=== Exercise instructions ===
Find the line containing "Locate the boat" in the listing below. Repeat it exactly, along with each following line up to and including the one containing "Target: boat cabin".

•••••

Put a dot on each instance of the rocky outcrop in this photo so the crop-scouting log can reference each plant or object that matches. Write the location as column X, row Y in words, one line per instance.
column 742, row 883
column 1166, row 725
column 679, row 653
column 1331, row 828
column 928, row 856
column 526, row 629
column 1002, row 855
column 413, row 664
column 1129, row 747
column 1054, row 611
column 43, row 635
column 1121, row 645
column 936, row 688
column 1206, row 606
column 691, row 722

•••••

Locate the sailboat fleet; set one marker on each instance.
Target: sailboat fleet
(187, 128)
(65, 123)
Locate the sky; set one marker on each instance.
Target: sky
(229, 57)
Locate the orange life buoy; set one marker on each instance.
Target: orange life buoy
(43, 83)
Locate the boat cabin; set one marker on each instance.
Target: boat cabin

•••••

=== Output below ===
Locate the boat cabin; set one marker on each instance.
Target: boat cabin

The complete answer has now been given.